■ Exercise instructions ■
Rewrite the lines as a Markdown table with the columns Row and Text, starting with the line containing "Your task is to locate every instance of kingfisher" and going on through the line containing "(216, 100), (234, 106)". Number each line in Row, and leave out any blank lines.

▬▬▬▬▬▬▬▬▬▬

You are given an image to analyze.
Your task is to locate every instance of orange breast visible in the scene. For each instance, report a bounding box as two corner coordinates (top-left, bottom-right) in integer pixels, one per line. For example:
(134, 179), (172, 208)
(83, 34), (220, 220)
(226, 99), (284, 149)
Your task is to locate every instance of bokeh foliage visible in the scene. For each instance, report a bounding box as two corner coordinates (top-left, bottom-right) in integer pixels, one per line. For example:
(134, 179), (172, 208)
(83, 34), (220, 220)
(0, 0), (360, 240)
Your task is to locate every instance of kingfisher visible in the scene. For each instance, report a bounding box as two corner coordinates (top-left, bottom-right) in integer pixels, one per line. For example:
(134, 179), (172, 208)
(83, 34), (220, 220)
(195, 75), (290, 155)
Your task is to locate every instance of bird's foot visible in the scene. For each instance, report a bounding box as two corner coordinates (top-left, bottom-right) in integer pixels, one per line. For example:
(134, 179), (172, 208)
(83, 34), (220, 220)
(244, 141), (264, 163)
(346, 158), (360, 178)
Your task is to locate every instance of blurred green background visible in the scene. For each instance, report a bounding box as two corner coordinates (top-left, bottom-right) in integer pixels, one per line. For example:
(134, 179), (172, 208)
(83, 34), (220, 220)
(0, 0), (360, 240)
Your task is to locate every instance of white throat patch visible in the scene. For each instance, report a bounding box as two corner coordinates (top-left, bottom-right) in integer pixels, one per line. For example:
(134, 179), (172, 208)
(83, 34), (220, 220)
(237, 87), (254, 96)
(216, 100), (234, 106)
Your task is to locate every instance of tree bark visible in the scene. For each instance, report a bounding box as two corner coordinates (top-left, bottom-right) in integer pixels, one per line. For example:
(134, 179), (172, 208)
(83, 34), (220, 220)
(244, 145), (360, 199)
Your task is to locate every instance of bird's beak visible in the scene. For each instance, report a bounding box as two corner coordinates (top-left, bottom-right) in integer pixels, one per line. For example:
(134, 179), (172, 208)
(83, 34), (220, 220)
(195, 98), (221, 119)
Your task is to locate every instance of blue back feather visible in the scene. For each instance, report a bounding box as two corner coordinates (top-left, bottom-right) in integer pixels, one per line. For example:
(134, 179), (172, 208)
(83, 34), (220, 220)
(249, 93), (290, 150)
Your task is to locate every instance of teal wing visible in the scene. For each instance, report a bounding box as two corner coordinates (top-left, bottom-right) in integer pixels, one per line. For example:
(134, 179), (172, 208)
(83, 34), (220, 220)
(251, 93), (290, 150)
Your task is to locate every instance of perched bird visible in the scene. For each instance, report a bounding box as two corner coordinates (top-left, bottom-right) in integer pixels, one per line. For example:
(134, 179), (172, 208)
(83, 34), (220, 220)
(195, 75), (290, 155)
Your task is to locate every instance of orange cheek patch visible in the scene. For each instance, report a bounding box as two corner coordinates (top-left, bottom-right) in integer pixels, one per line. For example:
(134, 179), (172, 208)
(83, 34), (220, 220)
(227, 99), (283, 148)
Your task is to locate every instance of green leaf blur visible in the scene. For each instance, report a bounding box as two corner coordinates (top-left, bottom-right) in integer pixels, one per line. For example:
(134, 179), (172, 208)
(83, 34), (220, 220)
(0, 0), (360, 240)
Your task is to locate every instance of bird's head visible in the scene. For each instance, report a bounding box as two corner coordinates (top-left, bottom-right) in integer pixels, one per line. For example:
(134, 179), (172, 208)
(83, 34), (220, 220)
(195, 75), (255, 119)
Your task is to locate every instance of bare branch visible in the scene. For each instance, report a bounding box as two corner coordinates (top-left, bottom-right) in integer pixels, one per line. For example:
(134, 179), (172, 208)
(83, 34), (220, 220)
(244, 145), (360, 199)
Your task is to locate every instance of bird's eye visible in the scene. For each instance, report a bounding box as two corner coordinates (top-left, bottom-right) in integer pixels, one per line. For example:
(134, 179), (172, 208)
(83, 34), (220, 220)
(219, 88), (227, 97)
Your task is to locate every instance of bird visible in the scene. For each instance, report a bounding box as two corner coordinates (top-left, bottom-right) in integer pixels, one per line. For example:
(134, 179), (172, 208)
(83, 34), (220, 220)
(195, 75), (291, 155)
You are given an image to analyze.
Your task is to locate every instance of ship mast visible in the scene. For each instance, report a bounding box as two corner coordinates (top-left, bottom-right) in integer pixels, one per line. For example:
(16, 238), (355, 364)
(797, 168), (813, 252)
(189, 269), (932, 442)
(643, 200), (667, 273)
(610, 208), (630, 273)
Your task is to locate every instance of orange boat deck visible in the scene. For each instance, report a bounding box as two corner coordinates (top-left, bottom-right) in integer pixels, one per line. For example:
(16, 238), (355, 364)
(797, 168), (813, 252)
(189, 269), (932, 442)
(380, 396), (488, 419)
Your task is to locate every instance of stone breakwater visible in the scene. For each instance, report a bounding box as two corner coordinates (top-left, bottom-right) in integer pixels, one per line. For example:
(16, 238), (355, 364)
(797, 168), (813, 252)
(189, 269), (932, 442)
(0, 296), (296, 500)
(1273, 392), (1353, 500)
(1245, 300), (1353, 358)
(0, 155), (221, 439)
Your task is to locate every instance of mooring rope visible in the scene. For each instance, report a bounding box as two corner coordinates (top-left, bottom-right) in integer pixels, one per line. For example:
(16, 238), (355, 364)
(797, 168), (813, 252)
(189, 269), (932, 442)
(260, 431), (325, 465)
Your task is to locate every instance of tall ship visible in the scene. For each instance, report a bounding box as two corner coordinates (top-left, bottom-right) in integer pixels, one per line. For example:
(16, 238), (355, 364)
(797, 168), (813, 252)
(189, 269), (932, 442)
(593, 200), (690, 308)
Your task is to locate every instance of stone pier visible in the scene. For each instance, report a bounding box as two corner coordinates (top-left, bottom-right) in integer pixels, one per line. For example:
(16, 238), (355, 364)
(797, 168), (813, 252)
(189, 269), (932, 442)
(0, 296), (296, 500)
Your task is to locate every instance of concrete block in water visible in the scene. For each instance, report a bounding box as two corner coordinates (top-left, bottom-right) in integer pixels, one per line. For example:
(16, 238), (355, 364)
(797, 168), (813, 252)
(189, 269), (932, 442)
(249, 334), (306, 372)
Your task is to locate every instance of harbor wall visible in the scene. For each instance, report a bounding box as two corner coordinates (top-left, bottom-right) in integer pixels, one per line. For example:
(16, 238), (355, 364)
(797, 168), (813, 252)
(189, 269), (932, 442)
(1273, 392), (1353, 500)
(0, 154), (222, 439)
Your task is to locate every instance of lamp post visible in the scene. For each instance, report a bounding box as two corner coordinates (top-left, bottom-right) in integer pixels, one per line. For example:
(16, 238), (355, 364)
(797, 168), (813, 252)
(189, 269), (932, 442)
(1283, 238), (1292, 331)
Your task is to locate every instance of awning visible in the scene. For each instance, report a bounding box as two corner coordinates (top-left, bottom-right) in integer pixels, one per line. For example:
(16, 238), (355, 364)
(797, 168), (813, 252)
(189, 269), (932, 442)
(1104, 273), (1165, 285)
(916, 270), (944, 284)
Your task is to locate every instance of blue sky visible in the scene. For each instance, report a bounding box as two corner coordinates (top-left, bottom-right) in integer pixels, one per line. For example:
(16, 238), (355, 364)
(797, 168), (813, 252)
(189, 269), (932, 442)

▬▬▬▬▬▬▬▬▬▬

■ Solution below ■
| Row | Text |
|---|---|
| 1 | Your task is to locate every instance of kingfisher visible in the scene. For each instance, report a bounding box as two corner coordinates (top-left, bottom-right) in integer pixels, one per line. For example: |
| 2 | (134, 179), (172, 208) |
| 3 | (83, 34), (220, 220) |
| 4 | (195, 75), (290, 155) |
| 5 | Your task is to locate every instance of bird's foot visible in the scene. For each instance, report a bounding box as two corner coordinates (top-left, bottom-right) in integer pixels, one per line. For example: |
| 6 | (134, 179), (172, 208) |
| 7 | (83, 34), (220, 220) |
| 8 | (244, 141), (264, 163) |
| 9 | (346, 158), (360, 178) |
| 10 | Your task is to locate every instance of blurred green background visible in the scene. For each instance, report a bounding box as two corner coordinates (top-left, bottom-right) in integer pixels, one per line. For example: |
| 11 | (134, 179), (172, 208) |
| 12 | (83, 34), (220, 220) |
| 13 | (0, 0), (360, 240) |
| 14 | Your task is to locate every instance of white throat patch visible in the scene. For each instance, report a bounding box as two corner coordinates (top-left, bottom-right) in integer pixels, one per line. For example: |
| 15 | (134, 179), (172, 208) |
| 16 | (83, 34), (220, 220) |
| 17 | (237, 87), (254, 96) |
| 18 | (216, 100), (234, 106) |